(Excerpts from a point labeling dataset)

***

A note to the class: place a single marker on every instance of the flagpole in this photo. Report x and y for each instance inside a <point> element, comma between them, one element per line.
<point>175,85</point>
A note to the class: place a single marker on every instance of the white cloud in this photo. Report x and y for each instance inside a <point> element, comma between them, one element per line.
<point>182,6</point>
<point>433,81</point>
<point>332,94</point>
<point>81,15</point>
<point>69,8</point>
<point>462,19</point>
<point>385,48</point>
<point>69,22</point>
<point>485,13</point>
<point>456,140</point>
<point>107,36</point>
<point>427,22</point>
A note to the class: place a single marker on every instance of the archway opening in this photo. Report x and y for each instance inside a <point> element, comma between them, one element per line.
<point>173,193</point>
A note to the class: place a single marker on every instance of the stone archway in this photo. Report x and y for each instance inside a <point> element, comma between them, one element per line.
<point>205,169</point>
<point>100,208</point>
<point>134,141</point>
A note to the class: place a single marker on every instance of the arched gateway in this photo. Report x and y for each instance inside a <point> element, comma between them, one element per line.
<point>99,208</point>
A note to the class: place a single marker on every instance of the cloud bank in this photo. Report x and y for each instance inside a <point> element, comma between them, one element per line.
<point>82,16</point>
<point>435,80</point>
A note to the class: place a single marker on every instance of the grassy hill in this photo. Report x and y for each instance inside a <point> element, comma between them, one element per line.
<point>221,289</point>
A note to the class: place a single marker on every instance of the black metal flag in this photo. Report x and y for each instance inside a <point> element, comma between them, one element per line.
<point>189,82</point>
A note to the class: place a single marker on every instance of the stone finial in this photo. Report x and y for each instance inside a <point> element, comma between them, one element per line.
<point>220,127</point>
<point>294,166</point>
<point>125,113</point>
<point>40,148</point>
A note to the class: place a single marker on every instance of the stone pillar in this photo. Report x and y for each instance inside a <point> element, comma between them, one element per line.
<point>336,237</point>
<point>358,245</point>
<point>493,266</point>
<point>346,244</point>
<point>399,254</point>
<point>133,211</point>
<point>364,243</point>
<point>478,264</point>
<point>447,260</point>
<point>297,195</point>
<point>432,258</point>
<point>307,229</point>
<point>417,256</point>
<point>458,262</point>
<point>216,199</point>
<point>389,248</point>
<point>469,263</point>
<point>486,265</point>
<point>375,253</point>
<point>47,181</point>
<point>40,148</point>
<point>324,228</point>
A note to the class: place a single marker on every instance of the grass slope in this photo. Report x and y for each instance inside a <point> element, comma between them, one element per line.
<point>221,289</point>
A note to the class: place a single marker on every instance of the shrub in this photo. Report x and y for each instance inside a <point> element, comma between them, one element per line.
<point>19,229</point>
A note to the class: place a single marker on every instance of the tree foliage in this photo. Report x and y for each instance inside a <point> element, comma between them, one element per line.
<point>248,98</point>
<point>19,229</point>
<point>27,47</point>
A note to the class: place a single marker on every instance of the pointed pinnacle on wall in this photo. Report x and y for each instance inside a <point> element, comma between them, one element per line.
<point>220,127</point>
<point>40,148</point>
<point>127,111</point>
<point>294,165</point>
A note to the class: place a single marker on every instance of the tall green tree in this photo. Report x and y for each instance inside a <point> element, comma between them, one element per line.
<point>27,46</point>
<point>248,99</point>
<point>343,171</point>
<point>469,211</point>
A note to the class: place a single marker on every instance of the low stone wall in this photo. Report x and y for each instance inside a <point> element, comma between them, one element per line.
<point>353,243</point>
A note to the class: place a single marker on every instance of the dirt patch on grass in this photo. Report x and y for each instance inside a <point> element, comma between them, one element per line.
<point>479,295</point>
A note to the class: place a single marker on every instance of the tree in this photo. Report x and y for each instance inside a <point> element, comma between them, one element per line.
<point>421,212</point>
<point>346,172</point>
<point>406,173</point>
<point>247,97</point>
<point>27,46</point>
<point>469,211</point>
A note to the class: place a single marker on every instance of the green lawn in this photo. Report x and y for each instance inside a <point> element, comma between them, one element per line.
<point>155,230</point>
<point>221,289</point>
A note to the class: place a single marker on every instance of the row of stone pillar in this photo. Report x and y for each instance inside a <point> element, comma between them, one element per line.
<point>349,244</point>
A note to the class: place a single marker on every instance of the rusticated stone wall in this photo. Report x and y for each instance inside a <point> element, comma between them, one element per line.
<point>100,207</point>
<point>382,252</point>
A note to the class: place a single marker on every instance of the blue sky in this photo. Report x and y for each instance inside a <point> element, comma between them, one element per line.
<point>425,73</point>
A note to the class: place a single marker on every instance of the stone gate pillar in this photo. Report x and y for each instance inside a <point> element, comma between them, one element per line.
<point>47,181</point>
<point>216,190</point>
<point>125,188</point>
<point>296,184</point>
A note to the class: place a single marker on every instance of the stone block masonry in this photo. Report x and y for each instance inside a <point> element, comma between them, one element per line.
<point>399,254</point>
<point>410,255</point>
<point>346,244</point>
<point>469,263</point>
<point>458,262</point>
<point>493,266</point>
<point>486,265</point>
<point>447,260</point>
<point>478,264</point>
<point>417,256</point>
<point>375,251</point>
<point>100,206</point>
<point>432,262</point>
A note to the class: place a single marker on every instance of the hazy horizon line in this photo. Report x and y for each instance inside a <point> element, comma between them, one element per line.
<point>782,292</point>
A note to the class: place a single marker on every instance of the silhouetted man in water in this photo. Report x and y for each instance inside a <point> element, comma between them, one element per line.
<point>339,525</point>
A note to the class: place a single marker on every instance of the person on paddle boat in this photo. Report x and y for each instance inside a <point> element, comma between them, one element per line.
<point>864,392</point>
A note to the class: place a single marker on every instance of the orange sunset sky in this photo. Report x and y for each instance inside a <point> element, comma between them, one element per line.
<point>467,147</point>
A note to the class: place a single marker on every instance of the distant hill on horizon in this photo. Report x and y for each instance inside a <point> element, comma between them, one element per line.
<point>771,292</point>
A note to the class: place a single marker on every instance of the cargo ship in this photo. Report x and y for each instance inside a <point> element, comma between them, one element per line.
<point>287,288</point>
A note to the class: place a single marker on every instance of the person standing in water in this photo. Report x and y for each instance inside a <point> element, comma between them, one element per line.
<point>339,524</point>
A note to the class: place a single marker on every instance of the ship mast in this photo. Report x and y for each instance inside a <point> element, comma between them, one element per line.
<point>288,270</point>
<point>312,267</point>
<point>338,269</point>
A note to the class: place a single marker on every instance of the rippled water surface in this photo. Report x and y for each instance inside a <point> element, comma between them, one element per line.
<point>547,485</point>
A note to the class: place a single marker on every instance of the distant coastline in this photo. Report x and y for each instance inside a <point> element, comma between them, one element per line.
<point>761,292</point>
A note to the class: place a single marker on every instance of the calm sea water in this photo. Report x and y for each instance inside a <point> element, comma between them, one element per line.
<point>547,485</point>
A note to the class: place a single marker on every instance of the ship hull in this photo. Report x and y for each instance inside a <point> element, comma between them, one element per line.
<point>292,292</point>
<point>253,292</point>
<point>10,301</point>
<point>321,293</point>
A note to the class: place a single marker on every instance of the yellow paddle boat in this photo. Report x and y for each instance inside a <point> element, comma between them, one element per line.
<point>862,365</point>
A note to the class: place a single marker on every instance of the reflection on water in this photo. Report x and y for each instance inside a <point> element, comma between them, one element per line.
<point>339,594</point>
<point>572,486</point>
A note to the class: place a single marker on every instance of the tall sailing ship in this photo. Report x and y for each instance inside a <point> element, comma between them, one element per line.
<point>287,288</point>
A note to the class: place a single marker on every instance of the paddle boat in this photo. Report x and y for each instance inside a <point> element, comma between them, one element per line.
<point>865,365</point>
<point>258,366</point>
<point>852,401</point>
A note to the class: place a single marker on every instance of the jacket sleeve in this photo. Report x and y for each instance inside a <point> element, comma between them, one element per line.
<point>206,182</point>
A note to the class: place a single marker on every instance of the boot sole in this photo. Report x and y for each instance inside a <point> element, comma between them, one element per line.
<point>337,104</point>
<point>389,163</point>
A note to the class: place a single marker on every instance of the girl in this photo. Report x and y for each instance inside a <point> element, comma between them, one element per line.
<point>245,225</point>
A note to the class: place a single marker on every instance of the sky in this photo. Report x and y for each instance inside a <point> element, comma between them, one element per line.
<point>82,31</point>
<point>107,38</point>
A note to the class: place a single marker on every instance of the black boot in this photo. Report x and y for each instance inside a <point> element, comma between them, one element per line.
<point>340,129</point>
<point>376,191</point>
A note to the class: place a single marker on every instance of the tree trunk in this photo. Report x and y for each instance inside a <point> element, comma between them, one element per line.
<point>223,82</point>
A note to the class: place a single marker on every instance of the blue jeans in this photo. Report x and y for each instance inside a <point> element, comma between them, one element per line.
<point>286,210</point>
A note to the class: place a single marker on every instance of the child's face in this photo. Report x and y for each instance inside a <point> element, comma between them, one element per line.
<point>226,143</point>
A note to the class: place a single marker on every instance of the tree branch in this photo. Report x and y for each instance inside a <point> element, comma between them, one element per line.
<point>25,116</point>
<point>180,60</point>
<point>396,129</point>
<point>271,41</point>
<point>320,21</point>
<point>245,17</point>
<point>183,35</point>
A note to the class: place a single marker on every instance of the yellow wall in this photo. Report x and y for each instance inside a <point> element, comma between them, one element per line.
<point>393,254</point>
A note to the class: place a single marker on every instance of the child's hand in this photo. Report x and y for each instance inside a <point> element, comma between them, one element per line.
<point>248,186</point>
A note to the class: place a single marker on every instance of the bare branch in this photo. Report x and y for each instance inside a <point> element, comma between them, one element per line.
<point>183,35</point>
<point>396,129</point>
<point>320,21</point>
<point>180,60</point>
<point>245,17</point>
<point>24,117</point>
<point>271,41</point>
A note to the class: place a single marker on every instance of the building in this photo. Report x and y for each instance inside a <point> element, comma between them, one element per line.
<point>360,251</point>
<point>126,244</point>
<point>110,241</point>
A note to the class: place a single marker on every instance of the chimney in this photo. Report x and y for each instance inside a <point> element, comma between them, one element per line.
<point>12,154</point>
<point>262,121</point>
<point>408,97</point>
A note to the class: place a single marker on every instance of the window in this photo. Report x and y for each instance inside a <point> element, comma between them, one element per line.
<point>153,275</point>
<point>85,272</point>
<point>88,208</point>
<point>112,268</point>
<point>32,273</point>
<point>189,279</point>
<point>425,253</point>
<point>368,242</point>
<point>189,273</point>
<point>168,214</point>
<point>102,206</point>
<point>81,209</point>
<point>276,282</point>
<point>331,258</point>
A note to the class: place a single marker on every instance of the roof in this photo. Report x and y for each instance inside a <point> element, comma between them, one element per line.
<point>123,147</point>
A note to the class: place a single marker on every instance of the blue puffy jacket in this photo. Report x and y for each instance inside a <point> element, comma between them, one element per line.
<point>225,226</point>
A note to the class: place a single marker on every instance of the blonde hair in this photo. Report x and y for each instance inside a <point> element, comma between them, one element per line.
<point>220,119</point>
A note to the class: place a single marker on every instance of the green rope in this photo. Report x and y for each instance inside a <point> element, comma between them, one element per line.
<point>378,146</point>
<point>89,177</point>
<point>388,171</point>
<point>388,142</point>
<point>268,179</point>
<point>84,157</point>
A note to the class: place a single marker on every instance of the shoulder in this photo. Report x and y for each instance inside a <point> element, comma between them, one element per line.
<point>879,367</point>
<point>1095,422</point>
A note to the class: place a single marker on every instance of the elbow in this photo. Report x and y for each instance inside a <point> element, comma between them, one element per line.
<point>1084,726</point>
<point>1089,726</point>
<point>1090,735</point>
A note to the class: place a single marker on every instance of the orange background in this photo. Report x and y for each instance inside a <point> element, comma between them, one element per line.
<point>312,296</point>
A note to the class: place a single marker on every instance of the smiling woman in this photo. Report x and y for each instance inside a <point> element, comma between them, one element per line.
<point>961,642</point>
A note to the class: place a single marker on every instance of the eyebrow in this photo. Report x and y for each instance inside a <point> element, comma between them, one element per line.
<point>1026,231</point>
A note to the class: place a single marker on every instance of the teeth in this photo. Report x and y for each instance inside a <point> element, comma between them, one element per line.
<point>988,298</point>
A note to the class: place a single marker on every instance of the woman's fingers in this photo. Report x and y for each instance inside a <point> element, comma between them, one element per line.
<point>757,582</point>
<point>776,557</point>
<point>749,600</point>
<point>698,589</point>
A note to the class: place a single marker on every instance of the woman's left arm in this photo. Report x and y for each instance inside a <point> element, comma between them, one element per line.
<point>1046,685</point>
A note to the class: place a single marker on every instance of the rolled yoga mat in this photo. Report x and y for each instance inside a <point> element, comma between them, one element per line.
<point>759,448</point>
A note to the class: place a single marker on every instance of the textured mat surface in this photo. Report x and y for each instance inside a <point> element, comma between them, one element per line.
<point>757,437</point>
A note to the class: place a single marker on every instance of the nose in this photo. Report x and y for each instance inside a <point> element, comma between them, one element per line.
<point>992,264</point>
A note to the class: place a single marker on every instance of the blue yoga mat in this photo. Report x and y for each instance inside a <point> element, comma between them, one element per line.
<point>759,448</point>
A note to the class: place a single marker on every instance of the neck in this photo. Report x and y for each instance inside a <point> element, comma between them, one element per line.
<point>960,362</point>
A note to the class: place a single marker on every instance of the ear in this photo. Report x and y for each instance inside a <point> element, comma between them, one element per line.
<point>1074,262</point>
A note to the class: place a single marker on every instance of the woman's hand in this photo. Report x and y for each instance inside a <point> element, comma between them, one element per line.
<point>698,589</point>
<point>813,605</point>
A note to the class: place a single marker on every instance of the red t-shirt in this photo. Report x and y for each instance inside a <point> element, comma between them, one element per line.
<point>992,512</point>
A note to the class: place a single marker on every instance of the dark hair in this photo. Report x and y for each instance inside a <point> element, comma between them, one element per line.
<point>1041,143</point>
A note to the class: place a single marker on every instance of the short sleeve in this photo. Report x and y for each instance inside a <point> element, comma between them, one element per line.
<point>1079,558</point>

***

### Task description
Copy the records verbatim from the line containing "of the white" through the line containing "<point>456,140</point>", including both of those lines.

### Task output
A note to the class: place a single marker on every instance of the white cloud in this photo. Report x and y for each instance inside a <point> element, comma between them, one element per line.
<point>182,6</point>
<point>433,81</point>
<point>332,94</point>
<point>81,15</point>
<point>69,8</point>
<point>462,19</point>
<point>385,48</point>
<point>69,22</point>
<point>485,13</point>
<point>456,140</point>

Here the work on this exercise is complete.